### What you are asked to do
Rewrite the lines of the listing below, from the line containing "Identify one point on each instance of the khaki" through the last line of the listing, inclusive, leaving each line unchanged except that every coordinate in the answers is increased by 51.

* BEGIN *

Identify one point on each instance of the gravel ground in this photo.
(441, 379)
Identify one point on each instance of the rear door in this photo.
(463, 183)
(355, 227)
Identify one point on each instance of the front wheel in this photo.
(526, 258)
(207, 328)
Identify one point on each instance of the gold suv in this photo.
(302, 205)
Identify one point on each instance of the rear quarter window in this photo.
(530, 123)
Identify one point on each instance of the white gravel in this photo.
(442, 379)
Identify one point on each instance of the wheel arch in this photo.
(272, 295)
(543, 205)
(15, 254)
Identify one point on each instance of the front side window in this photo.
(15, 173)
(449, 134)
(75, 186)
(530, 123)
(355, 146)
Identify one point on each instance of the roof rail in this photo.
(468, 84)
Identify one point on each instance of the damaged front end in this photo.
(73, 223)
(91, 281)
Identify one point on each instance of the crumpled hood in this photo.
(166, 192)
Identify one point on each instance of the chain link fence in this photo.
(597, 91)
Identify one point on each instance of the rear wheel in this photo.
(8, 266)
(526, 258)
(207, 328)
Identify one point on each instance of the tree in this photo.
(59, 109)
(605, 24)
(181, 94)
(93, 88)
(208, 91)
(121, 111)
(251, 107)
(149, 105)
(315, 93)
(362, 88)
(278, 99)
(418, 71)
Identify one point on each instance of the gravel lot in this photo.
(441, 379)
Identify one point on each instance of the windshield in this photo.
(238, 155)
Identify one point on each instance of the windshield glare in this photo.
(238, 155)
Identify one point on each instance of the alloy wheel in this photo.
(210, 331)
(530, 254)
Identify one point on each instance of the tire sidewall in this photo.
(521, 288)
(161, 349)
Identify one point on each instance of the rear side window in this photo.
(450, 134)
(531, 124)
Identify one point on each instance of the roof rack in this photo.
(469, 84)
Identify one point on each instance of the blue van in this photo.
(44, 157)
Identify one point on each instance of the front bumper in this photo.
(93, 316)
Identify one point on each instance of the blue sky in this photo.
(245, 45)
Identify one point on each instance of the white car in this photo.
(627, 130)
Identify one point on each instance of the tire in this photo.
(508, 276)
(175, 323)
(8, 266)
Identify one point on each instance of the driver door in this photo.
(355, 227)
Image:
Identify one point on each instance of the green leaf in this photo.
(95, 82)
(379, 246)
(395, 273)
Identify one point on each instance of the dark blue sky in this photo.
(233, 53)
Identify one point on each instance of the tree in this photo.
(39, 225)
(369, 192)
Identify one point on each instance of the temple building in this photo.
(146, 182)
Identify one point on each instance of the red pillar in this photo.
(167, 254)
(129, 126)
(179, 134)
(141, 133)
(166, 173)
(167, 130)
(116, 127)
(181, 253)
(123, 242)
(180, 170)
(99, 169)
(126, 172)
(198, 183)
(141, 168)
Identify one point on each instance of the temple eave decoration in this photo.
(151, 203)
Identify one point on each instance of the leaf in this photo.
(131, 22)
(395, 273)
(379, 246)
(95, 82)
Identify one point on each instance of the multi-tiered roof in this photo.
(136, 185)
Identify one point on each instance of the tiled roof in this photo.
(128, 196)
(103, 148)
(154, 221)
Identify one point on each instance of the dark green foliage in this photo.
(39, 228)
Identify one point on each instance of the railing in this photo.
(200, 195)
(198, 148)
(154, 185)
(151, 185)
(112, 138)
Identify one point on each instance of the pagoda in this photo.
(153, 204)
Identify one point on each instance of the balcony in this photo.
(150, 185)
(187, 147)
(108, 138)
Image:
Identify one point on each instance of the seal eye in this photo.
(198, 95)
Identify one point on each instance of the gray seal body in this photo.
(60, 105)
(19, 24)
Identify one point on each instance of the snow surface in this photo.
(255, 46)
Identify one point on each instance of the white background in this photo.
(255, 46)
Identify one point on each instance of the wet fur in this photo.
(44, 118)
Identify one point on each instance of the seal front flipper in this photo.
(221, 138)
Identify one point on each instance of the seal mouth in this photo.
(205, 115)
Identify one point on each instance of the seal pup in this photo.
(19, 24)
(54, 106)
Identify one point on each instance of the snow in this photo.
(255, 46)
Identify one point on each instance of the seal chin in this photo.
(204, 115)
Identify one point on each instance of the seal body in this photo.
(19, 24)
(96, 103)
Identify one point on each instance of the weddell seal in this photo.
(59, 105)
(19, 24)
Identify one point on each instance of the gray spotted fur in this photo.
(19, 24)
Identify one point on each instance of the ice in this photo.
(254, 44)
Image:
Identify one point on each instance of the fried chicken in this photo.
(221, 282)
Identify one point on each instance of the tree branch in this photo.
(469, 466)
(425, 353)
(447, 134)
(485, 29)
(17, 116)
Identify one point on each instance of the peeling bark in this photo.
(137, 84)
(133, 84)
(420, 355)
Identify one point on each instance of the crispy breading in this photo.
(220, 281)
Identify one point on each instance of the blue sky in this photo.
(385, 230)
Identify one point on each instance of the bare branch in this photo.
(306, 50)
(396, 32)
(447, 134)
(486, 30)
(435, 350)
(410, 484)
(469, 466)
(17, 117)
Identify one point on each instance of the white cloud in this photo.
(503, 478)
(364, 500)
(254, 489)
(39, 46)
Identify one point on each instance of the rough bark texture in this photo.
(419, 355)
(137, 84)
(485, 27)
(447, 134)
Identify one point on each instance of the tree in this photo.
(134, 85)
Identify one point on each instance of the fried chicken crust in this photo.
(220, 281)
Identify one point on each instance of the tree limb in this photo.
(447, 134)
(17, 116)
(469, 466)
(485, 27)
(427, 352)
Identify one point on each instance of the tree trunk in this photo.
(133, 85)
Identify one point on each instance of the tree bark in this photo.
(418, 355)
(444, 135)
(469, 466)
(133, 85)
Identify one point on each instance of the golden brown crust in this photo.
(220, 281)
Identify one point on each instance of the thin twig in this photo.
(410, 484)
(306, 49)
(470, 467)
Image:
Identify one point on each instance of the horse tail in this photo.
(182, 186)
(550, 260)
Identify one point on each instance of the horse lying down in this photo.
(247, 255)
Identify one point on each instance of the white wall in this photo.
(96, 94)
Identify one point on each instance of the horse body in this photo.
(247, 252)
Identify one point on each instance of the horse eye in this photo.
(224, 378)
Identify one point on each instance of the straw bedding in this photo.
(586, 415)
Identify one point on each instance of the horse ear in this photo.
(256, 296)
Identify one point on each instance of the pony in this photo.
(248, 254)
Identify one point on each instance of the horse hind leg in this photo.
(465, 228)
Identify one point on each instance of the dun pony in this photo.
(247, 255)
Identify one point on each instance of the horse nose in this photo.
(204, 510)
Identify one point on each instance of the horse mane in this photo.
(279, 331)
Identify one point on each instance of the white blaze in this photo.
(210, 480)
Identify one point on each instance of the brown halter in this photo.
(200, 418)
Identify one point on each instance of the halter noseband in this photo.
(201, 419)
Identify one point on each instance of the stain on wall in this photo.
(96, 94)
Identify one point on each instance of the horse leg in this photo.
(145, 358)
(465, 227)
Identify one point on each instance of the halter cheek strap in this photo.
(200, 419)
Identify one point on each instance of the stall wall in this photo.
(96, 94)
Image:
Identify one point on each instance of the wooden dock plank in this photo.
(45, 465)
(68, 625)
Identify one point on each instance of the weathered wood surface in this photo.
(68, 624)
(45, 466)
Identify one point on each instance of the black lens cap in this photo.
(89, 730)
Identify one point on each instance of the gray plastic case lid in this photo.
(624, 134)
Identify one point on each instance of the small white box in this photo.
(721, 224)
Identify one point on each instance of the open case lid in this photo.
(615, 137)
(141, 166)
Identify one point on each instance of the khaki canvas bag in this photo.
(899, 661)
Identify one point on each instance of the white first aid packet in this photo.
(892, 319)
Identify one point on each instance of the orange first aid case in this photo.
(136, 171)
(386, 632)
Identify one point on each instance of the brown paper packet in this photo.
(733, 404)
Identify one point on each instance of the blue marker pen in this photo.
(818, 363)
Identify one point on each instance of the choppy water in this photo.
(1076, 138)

* END *

### Worked solution
Identify one point on each instance of the khaki canvas bag in this photo.
(950, 712)
Identify one point on each instance of the white first aid packet in this photo.
(943, 370)
Identify one point on each instance of the orange first aid case in this photo.
(187, 222)
(437, 683)
Identify one point on each instance of the brown paper packet in this photo.
(784, 455)
Identify one point on each instance of the blue marker pen in this photo.
(869, 414)
Identify one point on each instance of the choppy water in this photo.
(1127, 189)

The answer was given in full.